**EXCERPTED RECORDS:**
####

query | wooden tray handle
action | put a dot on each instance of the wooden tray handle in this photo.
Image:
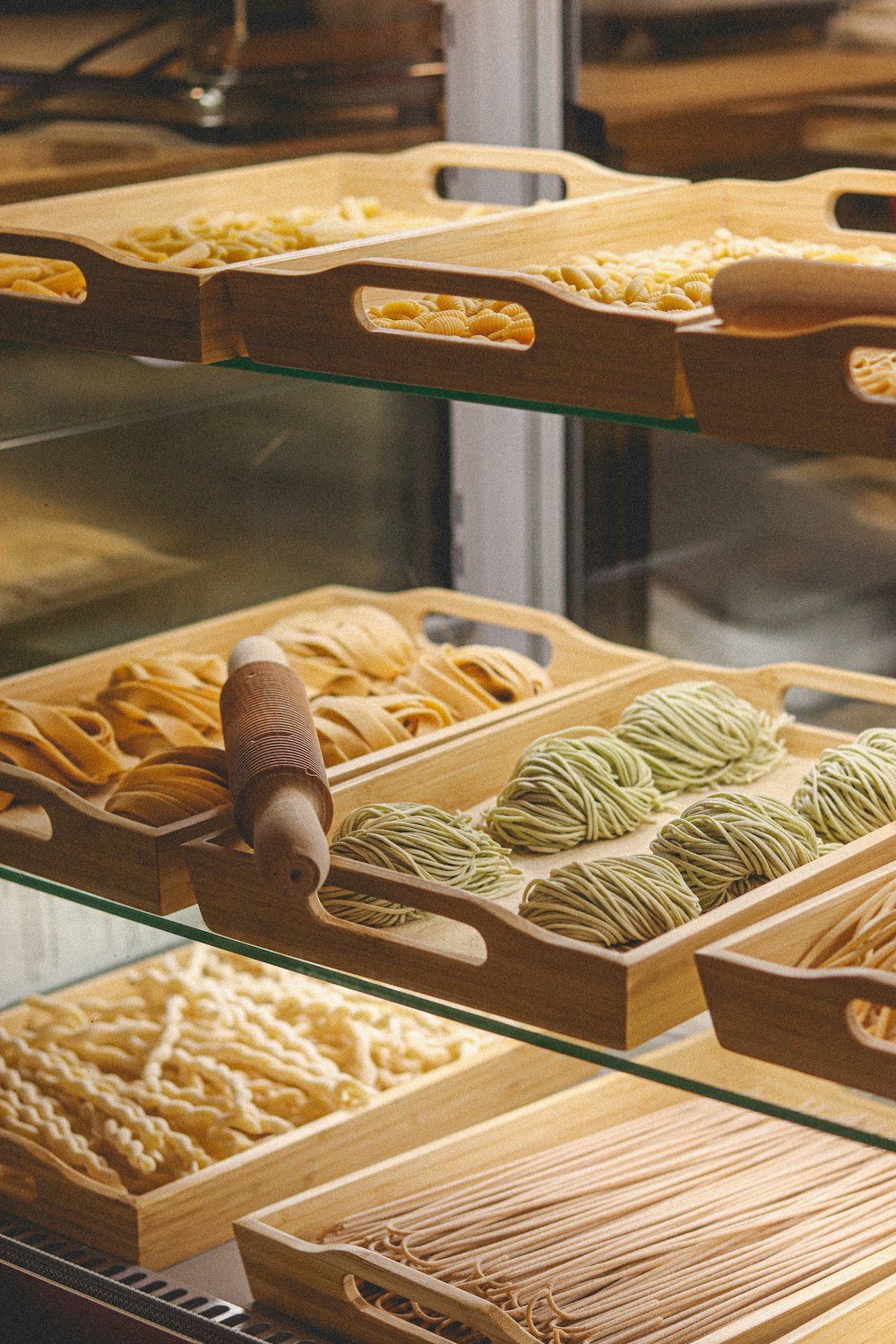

####

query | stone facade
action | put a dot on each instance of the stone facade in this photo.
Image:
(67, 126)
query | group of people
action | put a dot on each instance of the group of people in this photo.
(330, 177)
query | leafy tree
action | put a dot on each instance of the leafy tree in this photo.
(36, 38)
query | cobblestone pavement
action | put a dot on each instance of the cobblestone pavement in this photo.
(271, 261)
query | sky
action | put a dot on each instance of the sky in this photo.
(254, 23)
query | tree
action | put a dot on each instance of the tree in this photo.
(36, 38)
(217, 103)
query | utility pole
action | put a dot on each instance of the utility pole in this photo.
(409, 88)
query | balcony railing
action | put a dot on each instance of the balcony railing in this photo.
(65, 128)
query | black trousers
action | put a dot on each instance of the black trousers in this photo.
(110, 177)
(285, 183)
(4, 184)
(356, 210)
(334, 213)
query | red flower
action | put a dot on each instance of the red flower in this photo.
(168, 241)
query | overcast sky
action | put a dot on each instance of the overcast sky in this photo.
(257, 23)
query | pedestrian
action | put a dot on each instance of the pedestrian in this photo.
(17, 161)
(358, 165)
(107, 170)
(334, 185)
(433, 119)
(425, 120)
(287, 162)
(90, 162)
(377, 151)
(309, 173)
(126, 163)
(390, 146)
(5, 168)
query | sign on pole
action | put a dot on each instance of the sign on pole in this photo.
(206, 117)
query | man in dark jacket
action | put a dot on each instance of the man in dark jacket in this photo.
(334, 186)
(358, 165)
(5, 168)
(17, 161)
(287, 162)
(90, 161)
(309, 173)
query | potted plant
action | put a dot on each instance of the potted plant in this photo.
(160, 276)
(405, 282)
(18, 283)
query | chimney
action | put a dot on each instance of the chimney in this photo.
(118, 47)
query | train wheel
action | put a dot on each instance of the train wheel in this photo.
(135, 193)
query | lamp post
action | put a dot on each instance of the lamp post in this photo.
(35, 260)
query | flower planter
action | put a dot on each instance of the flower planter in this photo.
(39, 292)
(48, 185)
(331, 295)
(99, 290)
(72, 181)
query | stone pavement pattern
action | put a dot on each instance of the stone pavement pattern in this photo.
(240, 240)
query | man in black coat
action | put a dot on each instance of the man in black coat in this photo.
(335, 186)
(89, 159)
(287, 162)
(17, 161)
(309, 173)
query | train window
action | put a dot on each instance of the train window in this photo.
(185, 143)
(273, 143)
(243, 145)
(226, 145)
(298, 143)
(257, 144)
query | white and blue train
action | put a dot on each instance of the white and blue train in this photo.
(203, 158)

####

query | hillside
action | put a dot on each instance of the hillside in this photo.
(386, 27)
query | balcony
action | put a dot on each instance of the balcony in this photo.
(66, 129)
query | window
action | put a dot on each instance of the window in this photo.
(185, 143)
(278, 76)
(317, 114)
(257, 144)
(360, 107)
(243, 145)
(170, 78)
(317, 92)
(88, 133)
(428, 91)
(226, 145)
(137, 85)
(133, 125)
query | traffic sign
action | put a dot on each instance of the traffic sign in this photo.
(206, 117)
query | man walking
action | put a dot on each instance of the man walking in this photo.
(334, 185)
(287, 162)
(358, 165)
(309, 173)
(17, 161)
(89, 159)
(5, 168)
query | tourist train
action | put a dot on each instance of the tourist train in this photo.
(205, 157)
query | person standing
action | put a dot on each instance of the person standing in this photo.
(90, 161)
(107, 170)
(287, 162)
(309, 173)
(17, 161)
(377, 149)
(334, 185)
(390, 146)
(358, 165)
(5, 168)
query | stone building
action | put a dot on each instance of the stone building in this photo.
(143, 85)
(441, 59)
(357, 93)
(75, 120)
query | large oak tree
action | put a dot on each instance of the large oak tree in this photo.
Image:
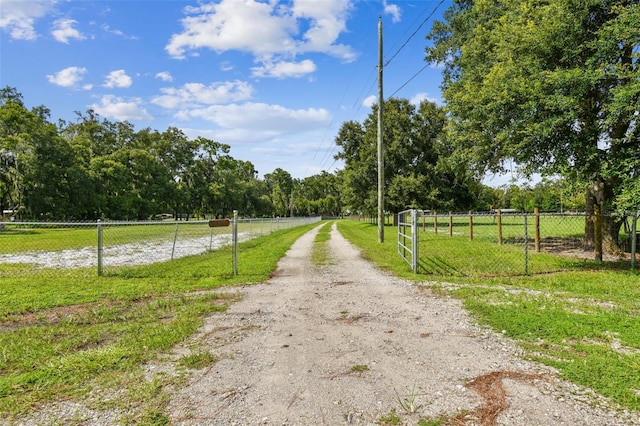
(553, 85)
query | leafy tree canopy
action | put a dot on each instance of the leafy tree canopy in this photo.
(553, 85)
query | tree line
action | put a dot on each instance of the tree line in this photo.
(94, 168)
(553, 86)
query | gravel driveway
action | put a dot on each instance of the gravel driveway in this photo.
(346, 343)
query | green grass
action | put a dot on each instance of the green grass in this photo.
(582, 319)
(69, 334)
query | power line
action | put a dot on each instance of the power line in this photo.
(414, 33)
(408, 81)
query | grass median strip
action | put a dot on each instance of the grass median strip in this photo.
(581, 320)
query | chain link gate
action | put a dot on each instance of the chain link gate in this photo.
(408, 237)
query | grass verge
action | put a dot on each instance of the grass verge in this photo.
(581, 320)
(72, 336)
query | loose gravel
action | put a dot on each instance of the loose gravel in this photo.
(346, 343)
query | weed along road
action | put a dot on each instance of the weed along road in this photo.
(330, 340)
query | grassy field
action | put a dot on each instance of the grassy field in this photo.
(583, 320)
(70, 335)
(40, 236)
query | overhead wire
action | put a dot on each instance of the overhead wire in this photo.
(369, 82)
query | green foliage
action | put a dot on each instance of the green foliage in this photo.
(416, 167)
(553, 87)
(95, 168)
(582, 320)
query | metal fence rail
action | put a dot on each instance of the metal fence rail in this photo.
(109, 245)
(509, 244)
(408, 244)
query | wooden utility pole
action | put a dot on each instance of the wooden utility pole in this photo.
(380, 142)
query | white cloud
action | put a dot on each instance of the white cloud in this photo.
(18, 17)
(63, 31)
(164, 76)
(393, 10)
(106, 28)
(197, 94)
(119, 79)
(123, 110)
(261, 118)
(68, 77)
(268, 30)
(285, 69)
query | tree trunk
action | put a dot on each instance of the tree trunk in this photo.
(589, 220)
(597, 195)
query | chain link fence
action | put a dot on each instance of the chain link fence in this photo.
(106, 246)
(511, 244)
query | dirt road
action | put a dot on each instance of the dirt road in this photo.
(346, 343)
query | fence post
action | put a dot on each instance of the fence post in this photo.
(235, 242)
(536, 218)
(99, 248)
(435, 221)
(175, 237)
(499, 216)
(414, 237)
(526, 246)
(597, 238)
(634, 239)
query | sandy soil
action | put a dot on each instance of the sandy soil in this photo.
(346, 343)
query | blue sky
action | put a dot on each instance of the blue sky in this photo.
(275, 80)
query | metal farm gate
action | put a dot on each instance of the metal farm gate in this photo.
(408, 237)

####

**WHAT YOU NEED TO DO:** Give the number of lines in the records that contain the string "cobblestone", matching case exactly. Respond with the number only.

**EXERCISE SOLUTION:** 2